▶ How to complete this task:
Show all lines of the listing that hold the word "distant".

▶ Task input:
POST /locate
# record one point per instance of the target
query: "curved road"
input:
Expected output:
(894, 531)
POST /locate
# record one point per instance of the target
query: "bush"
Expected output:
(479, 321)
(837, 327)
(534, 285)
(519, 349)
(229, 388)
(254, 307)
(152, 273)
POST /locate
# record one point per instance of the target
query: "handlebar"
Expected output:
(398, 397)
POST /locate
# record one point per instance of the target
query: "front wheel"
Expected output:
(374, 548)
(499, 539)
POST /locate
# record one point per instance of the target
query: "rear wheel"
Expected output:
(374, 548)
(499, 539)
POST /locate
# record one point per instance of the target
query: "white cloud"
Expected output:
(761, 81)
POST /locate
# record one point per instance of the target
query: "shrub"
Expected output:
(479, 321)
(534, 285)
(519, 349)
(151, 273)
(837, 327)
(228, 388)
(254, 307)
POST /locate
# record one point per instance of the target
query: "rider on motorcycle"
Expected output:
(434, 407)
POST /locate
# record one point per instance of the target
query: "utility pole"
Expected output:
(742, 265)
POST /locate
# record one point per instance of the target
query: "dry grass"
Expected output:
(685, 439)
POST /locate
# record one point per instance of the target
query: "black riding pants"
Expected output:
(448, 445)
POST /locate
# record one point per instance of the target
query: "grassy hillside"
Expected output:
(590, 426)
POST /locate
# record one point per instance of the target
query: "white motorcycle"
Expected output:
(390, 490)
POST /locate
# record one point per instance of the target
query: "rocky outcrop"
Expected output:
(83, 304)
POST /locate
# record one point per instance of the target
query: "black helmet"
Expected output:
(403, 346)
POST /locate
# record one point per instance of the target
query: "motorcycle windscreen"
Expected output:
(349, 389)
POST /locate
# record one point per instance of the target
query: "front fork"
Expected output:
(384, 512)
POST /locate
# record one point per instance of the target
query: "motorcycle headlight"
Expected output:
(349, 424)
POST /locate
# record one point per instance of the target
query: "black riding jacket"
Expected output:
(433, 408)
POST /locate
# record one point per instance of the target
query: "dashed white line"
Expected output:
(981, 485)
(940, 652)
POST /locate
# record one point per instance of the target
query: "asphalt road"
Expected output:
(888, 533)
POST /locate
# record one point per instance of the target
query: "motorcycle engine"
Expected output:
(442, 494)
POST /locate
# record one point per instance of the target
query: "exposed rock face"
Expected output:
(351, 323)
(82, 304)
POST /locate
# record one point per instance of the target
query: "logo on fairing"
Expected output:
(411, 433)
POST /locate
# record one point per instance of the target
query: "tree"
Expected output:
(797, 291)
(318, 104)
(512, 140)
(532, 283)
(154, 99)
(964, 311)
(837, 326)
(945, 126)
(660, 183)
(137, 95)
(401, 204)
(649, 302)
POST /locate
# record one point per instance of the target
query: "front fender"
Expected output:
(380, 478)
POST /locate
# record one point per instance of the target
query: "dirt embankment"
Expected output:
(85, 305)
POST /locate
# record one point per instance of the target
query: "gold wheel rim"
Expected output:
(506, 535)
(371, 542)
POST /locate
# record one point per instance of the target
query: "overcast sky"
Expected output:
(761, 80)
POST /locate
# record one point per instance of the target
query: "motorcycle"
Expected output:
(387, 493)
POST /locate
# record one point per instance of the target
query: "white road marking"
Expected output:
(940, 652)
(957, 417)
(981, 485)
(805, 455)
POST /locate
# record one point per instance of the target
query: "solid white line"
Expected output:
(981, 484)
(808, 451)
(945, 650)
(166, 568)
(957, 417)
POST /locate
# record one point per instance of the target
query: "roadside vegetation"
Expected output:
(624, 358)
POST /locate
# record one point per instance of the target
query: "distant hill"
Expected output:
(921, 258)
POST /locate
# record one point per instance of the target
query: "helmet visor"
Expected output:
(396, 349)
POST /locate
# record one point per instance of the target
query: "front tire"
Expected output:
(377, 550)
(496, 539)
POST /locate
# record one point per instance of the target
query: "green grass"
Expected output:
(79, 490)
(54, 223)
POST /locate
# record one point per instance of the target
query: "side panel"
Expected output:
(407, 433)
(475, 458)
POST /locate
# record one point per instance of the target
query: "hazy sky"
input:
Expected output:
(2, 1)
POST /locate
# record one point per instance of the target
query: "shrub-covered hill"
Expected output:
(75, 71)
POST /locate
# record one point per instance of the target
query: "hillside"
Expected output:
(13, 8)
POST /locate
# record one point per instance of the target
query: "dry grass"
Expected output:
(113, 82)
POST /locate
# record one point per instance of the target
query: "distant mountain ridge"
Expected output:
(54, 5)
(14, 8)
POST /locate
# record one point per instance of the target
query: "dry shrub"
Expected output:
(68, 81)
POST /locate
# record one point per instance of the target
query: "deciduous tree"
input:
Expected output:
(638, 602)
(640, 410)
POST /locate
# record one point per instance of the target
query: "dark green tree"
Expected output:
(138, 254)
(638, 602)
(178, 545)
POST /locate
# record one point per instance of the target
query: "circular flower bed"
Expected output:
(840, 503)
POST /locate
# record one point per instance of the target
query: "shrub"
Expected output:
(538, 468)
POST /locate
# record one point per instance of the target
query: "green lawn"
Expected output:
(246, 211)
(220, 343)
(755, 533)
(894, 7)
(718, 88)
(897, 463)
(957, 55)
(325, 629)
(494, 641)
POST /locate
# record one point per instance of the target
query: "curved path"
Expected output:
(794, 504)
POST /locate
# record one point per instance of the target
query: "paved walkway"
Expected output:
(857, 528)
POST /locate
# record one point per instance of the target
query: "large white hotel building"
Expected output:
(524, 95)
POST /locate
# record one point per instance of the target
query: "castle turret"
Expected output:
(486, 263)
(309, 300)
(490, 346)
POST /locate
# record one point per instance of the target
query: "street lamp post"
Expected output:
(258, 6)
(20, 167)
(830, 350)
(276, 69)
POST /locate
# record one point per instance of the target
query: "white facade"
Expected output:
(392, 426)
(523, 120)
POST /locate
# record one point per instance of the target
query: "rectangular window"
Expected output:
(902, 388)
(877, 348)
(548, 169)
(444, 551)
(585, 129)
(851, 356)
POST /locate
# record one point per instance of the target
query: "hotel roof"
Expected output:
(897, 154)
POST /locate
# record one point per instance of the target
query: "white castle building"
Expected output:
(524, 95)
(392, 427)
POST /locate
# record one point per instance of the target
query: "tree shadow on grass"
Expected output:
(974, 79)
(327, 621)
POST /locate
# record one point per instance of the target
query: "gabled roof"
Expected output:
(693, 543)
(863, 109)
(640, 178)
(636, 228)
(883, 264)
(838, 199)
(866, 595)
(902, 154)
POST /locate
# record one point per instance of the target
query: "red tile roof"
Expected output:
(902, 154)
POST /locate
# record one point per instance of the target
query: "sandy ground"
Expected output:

▶ Result:
query: "distant hill"
query: "distant mountain ridge"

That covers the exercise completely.